*** Texto ***

Por Adriane da Fonseca Pires


Depois de um período de afastamento devido a férias, esta colunista retorna com a proposta de destacar questões debatidas por parte da dogmática penal no que se refere à expansão do direito penal em matéria de criminalidade econômica, especificamente na forma diferenciada de tratamento a ser dada àquela em comparação à criminalidade comum. Na coluna de hoje são feitos apontamentos sobre o princípio da legalidade nos crimes econômicos, sob o viés da taxatividade.

O princípio da legalidade dos delitos e das penas, exigência de cunho político advinda do Liberalismo, é reconhecido como mecanismo de defesa do cidadão por se afigurar como limite ao poder estatal (de um Estado Social e Democrático de Direito). Desdobra-se, segundo a doutrina, em três outros princípios, quais sejam, “o da reserva legal – lei como fonte das normas penais incriminadoras; o da determinação taxativa – enunciação dessas normas, e o da irretroatividade – validade das disposições penais no tempo” (LUISI, 1991, p. 13). Assim, a legitimação da intervenção penal assenta-se na diferenciação necessária entre o punível e o impunível, exigindo-se que as normas incriminadoras e que atinjam fatos cometidos após sua vigência.

*** Dados a processar ***

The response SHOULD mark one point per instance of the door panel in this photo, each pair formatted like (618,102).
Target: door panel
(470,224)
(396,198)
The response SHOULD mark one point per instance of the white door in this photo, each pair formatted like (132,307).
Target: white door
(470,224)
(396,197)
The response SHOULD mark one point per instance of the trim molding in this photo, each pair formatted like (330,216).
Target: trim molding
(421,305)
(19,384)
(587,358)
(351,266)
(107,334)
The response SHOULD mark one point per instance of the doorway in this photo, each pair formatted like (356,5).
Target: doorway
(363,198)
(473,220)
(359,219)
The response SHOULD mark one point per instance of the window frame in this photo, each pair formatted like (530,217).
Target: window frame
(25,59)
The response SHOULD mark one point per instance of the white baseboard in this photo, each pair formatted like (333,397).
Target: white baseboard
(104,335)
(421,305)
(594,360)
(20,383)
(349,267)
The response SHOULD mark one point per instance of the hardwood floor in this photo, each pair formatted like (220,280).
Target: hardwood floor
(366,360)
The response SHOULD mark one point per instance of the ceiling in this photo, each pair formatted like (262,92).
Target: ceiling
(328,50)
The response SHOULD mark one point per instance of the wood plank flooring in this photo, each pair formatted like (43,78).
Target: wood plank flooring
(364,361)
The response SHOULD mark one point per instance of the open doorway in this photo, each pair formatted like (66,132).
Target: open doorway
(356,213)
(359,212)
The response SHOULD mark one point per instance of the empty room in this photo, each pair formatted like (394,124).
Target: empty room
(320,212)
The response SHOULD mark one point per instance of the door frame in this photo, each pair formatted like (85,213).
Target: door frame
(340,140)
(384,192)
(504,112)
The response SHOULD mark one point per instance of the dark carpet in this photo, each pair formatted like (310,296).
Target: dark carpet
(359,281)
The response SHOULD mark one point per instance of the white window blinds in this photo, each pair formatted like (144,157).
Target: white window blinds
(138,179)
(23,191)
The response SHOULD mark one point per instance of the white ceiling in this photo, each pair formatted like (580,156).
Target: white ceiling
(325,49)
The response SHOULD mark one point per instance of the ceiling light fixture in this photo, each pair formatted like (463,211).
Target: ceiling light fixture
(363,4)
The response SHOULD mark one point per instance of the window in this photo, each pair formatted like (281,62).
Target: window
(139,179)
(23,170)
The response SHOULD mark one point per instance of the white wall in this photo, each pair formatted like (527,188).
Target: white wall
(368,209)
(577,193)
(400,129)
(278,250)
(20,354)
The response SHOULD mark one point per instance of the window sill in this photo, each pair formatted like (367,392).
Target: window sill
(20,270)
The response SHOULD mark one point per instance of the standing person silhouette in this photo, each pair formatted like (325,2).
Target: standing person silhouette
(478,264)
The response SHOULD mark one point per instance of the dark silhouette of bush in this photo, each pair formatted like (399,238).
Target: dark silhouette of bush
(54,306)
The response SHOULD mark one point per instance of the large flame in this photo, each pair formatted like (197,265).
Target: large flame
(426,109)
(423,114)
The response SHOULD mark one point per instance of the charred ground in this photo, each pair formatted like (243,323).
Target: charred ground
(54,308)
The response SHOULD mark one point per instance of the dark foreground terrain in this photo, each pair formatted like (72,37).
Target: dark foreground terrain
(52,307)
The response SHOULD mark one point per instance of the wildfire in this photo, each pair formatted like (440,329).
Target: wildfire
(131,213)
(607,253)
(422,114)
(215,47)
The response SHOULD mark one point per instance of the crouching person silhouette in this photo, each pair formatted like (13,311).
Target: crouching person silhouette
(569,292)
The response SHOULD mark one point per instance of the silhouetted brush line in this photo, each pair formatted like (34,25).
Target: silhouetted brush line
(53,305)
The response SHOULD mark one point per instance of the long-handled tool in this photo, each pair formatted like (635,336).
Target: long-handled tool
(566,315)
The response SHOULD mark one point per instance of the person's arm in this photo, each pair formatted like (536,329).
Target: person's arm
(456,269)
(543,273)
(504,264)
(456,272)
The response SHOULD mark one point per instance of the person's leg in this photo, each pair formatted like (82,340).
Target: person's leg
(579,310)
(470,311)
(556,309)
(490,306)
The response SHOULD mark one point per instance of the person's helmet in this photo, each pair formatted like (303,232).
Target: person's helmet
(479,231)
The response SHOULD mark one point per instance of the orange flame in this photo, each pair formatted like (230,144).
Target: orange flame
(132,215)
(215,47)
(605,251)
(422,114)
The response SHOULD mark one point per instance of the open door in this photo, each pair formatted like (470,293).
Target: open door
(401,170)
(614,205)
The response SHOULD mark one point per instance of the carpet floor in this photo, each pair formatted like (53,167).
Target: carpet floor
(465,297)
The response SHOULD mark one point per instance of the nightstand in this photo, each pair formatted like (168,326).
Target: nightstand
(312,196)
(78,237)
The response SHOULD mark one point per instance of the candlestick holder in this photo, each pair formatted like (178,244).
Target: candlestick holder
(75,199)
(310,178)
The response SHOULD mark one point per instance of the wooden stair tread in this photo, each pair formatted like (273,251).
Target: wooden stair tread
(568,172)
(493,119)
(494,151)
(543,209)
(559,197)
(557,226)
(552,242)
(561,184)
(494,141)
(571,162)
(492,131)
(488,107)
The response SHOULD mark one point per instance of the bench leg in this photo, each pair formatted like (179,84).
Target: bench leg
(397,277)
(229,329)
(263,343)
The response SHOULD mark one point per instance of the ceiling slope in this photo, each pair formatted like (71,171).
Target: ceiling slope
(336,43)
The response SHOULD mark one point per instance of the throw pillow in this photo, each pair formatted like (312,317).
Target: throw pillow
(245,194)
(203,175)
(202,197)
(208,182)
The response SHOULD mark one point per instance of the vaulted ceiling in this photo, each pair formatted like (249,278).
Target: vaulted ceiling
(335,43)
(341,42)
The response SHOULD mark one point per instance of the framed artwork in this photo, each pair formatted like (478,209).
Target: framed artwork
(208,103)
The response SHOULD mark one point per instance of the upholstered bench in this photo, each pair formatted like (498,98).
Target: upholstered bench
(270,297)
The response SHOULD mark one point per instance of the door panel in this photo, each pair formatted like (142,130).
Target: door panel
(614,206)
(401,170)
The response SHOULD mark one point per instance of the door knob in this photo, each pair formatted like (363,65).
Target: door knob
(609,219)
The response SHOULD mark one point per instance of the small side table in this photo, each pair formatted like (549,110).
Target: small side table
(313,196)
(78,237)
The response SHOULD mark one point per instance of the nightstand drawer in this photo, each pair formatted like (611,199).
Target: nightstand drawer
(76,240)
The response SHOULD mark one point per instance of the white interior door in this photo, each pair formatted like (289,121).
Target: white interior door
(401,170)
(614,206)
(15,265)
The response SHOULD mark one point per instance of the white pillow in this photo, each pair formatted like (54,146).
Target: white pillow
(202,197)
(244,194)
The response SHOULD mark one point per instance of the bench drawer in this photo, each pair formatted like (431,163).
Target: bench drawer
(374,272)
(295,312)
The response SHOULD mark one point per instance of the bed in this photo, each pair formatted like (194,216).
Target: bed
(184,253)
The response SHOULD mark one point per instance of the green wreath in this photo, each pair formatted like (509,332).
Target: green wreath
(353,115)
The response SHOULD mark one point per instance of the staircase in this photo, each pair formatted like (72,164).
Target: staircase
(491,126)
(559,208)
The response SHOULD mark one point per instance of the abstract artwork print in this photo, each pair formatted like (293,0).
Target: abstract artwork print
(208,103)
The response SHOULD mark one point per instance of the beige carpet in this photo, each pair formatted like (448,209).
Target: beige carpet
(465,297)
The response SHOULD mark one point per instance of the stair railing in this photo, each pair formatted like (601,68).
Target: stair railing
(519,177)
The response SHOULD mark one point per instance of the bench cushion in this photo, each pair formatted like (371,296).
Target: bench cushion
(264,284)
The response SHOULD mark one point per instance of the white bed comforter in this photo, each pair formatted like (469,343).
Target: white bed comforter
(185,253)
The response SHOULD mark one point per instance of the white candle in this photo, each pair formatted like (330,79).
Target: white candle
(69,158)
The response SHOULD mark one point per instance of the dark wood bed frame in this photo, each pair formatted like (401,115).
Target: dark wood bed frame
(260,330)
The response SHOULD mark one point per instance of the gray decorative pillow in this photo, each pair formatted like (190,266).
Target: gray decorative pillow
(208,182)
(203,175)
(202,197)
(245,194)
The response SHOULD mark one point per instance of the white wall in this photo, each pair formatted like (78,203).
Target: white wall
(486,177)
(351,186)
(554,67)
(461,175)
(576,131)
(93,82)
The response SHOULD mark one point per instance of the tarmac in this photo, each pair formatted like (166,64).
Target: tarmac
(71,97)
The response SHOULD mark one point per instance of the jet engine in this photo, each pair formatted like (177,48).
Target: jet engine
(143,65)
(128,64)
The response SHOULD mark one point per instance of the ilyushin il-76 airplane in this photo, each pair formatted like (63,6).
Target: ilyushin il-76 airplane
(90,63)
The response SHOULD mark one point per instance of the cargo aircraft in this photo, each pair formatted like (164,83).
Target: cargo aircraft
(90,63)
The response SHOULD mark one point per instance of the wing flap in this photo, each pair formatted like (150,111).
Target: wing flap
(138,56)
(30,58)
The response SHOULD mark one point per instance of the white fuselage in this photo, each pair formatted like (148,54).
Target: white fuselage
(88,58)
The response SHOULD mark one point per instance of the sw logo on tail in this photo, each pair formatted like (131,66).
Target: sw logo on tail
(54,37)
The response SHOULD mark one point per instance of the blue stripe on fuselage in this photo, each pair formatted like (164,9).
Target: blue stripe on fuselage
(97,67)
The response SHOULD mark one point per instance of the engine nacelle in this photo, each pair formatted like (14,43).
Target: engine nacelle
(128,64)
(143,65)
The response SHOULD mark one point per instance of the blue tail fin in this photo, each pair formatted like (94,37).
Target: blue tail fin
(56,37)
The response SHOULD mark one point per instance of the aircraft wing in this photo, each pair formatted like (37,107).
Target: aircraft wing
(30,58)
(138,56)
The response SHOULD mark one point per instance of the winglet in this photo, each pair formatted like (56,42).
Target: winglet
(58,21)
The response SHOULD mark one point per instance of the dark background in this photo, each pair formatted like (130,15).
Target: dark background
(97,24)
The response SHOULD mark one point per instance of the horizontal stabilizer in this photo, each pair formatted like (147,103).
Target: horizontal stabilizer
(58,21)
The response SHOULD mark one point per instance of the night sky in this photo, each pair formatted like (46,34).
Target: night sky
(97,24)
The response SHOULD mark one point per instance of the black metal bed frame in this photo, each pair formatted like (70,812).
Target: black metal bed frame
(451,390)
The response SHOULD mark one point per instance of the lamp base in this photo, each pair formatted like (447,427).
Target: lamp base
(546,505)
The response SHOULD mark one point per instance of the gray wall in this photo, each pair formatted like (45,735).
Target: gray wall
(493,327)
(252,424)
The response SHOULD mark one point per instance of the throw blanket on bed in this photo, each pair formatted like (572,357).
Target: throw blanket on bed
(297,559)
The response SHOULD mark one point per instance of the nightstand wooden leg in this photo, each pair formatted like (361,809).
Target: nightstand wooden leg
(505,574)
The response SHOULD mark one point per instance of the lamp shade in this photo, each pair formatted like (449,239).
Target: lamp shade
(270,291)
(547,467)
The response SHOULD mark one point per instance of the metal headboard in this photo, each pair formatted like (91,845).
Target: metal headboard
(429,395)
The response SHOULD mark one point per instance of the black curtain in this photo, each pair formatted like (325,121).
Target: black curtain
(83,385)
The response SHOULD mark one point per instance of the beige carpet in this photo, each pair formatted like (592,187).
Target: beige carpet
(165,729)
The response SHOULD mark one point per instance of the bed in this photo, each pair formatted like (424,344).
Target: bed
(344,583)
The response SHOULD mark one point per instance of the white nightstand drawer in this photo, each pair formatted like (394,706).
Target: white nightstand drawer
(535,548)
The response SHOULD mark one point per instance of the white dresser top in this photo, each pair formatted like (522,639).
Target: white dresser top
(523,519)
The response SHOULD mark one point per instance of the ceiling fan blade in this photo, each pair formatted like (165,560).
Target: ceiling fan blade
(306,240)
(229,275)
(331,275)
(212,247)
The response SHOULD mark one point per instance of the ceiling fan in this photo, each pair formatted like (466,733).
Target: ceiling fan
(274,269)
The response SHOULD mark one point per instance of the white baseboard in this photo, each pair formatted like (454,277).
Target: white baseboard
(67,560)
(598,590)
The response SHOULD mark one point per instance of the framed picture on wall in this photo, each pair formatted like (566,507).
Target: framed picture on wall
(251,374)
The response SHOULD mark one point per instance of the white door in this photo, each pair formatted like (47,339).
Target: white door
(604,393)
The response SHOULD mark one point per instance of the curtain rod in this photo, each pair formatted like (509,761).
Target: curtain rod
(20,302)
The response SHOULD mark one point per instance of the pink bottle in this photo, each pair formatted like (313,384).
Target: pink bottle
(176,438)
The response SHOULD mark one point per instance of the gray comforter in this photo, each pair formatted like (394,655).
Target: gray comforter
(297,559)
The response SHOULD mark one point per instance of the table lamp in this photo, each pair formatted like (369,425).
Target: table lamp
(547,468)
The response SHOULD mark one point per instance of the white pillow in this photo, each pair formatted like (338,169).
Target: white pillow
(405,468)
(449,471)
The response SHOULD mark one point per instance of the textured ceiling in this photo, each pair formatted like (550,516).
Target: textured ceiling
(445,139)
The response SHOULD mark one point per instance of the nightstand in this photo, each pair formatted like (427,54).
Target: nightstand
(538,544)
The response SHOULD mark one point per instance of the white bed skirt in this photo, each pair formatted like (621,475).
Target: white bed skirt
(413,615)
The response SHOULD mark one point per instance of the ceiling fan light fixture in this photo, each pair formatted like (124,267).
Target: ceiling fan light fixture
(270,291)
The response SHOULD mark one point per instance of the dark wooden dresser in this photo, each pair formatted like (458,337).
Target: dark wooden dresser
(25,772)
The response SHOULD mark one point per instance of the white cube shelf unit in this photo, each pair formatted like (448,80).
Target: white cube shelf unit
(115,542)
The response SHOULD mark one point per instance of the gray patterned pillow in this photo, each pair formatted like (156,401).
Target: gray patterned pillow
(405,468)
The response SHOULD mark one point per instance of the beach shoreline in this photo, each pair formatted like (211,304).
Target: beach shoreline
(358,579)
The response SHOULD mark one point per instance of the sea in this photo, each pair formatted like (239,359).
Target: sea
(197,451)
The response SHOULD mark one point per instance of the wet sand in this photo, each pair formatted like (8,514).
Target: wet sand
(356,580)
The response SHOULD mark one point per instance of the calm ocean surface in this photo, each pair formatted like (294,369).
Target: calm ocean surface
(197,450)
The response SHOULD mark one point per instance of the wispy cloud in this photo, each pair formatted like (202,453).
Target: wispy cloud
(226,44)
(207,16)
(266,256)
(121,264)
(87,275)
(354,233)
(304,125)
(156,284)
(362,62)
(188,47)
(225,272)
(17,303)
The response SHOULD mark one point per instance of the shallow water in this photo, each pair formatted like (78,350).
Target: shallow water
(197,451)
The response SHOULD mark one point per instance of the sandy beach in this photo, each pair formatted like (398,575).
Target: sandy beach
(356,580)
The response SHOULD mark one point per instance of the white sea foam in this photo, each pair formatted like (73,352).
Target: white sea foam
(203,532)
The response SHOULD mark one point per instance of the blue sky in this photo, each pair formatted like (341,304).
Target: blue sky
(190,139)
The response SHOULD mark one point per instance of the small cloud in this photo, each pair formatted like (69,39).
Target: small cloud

***

Tarefa 1:
Diga se cada frase abaixo concorda com o texto, respondendo sim ou não e citando as palavras do texto que decidem: (a) O princípio da legalidade se divide em três outros princípios. (b) A coluna de hoje trata do princípio da legalidade nos crimes econômicos pelo lado da irretroatividade. (c) O princípio da legalidade nasceu como exigência política do Liberalismo.
Tarefa 2:
Conte as linhas dos dados que contêm a palavra "railing" e responda apenas com o número.

Resposta 1:
(a) Sim: "Desdobra-se, segundo a doutrina, em três outros princípios".
(b) Não: "sob o viés da taxatividade".
(c) Sim: "exigência de cunho político advinda do Liberalismo".

Resposta 2:
2